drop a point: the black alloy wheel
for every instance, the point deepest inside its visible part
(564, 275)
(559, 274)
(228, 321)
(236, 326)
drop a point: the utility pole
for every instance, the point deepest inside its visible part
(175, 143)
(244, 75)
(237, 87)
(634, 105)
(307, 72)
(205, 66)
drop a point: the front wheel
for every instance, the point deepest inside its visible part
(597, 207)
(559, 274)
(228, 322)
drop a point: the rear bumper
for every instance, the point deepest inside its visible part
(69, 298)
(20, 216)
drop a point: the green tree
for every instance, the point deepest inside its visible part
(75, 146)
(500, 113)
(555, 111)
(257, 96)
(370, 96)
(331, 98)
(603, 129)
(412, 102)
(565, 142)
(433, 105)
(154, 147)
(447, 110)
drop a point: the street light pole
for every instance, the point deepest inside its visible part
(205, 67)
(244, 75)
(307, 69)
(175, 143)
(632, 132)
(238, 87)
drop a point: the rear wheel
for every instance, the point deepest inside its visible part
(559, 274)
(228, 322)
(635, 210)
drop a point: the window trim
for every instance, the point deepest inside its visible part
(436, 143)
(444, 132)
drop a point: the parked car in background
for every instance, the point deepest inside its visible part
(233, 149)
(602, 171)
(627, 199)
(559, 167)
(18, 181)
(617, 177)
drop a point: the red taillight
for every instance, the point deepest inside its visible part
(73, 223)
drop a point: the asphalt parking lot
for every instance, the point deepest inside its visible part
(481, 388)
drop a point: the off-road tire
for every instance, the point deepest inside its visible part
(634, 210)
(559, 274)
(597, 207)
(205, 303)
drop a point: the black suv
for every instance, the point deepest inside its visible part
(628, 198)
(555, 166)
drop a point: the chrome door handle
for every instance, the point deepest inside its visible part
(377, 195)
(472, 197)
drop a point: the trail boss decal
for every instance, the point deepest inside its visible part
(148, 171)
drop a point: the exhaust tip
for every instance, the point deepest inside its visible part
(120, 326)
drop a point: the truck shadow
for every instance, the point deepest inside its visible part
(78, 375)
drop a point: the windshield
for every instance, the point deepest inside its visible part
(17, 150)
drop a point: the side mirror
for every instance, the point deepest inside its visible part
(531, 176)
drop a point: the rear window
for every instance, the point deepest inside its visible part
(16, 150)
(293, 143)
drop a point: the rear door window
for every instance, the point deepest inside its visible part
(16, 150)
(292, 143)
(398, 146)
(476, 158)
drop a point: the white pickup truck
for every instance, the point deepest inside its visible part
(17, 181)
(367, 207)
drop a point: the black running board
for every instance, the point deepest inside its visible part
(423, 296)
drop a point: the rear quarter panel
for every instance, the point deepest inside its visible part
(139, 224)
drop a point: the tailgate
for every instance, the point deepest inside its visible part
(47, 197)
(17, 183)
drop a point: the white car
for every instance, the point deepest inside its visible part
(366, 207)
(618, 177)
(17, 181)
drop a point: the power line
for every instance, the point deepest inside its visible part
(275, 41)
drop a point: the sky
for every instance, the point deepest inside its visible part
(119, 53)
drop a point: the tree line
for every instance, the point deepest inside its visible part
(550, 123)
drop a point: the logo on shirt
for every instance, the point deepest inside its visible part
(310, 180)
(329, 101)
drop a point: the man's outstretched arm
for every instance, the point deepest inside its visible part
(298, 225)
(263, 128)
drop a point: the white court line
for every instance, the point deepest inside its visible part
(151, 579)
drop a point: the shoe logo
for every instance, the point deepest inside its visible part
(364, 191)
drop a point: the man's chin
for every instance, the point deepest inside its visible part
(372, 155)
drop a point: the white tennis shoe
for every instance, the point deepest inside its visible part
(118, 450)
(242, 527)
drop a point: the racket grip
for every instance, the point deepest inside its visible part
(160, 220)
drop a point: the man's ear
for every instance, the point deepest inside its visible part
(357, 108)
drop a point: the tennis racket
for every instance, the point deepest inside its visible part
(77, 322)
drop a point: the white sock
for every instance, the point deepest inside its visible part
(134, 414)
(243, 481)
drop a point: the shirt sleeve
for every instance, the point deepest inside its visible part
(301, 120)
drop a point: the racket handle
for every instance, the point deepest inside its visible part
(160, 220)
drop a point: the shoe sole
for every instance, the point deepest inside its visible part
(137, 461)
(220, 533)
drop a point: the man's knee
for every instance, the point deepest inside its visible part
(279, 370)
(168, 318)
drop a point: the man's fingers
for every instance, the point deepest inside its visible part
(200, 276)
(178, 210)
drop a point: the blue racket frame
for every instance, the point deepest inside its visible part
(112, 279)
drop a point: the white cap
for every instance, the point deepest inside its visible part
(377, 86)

...

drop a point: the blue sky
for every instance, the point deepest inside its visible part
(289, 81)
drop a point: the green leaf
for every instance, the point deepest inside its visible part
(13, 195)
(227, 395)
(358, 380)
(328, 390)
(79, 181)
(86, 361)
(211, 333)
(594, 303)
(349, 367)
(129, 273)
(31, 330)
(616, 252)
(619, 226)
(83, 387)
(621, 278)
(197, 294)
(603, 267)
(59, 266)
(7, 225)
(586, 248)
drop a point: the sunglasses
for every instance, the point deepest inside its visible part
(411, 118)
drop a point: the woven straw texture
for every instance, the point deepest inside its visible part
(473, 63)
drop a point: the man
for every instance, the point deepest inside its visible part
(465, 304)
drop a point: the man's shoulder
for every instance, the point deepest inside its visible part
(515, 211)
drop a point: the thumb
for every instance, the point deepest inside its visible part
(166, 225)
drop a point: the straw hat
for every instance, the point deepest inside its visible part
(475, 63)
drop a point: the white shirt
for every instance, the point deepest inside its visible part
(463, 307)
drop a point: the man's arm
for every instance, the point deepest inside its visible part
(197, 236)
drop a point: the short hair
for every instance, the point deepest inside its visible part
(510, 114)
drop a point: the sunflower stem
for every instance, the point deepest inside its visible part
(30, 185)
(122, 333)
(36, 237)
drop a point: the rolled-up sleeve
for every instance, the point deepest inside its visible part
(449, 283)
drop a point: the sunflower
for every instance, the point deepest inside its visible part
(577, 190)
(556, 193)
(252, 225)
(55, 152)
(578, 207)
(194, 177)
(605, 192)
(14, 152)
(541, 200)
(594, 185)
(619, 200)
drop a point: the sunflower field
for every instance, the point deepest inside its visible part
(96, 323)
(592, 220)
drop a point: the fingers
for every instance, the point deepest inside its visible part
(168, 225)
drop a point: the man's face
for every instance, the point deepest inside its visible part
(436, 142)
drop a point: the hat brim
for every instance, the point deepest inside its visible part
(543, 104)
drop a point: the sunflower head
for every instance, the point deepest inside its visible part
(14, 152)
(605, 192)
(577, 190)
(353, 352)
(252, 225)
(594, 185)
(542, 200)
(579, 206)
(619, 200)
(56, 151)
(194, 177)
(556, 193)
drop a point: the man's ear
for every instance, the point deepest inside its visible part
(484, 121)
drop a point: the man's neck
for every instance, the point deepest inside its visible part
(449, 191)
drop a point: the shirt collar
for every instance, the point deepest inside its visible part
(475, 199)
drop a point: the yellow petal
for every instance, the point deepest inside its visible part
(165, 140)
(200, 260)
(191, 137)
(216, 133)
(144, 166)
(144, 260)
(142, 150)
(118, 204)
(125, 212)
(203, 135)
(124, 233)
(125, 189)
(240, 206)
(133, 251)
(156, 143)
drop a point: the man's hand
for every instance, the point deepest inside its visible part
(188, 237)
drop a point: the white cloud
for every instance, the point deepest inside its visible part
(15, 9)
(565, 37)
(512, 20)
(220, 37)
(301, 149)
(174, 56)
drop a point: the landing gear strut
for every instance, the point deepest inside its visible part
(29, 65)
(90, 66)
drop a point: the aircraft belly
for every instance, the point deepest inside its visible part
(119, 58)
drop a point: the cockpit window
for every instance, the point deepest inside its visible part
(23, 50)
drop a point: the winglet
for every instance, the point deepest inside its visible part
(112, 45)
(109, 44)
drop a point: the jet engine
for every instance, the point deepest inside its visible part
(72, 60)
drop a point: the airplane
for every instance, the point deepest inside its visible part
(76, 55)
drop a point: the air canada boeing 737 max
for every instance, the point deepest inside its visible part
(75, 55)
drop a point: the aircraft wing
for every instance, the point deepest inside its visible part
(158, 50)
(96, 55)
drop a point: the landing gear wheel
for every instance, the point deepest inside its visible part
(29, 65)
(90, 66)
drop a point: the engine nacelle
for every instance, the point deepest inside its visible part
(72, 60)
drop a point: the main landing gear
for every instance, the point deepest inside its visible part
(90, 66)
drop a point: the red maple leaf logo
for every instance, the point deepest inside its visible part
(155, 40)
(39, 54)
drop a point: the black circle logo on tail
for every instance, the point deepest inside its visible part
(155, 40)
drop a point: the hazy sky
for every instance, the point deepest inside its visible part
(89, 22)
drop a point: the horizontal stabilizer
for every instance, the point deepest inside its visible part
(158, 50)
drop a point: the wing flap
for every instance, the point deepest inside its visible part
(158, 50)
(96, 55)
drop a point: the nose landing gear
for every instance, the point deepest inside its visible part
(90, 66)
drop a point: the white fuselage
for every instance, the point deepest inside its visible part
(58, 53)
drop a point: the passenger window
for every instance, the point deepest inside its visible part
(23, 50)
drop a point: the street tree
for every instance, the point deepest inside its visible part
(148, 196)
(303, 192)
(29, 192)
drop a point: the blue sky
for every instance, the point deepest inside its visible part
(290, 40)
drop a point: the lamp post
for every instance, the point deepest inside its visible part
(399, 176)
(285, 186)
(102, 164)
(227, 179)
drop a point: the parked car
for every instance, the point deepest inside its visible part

---

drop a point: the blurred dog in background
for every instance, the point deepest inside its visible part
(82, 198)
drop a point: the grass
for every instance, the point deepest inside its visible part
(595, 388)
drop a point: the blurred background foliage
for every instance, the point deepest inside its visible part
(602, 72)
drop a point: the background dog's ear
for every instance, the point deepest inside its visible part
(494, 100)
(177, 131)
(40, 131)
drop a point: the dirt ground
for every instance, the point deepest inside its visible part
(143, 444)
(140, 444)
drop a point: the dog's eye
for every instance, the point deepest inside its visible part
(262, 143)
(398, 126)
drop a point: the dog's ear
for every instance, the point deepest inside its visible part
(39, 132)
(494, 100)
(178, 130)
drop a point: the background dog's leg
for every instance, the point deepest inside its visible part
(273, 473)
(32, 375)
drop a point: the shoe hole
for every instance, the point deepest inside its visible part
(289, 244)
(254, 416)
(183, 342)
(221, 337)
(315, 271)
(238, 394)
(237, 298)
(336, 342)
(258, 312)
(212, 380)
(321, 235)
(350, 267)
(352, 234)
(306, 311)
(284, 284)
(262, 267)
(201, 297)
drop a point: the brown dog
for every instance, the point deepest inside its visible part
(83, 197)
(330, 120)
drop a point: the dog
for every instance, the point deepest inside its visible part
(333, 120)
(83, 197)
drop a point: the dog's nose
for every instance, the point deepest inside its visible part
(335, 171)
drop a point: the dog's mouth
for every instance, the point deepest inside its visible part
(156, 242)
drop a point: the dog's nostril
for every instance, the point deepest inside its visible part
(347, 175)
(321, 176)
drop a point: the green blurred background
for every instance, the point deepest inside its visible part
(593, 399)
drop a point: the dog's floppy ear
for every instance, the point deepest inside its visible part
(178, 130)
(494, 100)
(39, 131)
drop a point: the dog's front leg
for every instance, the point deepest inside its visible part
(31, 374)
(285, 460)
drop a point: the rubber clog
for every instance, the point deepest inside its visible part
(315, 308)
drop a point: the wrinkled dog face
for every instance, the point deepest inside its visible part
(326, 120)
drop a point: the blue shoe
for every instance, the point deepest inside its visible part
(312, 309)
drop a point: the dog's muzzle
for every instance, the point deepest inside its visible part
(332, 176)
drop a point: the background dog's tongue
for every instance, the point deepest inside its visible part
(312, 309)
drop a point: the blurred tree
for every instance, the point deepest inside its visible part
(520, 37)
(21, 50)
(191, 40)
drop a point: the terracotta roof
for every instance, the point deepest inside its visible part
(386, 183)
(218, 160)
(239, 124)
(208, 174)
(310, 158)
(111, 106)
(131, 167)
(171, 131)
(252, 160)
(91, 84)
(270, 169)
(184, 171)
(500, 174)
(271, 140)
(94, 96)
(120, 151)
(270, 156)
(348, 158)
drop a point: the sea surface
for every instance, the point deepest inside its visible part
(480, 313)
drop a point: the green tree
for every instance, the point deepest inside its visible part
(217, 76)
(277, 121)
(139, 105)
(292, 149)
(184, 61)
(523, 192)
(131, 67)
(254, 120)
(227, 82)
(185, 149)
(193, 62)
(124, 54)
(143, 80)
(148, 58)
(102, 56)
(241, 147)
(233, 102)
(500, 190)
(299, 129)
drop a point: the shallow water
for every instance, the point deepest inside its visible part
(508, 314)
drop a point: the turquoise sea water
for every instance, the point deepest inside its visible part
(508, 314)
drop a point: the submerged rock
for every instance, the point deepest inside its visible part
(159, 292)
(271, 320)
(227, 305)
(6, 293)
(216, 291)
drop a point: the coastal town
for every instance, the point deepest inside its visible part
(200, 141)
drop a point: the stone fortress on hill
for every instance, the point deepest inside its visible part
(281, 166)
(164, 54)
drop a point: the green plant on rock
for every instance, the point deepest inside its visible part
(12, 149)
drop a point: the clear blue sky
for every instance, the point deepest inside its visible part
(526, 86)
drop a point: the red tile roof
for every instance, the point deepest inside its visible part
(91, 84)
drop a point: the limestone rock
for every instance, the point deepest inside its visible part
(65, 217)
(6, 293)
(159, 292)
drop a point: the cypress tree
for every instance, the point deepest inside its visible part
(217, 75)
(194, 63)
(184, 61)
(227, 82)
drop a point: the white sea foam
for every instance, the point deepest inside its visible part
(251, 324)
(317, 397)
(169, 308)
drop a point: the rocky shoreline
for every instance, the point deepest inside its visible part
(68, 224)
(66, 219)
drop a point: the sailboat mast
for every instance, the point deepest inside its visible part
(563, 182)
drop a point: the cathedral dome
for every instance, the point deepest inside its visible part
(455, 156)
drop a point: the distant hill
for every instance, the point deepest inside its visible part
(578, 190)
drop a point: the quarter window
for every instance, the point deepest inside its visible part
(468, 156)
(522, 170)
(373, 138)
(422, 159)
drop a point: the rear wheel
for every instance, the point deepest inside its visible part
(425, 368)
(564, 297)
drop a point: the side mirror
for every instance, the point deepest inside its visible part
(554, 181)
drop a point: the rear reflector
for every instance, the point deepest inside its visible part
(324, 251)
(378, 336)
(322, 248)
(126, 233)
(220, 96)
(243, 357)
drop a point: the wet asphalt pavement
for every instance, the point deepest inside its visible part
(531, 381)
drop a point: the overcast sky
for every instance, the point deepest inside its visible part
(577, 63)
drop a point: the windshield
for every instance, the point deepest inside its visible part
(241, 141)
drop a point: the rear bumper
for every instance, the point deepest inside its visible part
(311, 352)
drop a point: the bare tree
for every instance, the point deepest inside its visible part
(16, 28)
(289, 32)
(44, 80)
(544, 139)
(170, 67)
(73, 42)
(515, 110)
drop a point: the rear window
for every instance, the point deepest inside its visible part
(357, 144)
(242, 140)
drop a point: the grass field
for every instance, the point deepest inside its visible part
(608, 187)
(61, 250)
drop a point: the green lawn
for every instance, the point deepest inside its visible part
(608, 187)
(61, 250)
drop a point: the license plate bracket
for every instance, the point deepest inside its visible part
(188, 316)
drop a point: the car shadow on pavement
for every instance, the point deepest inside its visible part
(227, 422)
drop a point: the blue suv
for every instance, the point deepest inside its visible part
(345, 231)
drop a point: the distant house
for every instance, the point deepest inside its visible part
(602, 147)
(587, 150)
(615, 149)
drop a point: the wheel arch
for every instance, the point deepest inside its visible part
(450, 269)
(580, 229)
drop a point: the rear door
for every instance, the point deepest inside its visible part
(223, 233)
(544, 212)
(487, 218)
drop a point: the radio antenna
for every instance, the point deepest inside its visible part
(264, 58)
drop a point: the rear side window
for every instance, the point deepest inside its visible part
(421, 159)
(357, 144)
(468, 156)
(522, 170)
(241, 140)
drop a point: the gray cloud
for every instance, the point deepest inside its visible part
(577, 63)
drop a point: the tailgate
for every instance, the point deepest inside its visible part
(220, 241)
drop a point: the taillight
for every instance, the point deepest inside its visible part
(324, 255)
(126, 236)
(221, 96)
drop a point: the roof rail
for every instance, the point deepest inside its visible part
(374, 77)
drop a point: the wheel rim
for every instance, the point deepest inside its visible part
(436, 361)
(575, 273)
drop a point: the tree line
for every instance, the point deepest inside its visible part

GIVEN EXERCISE – How many lines in the data above contain the string "blurred"? Case counts. Reply with the number alone.

WRITTEN SOLUTION – 4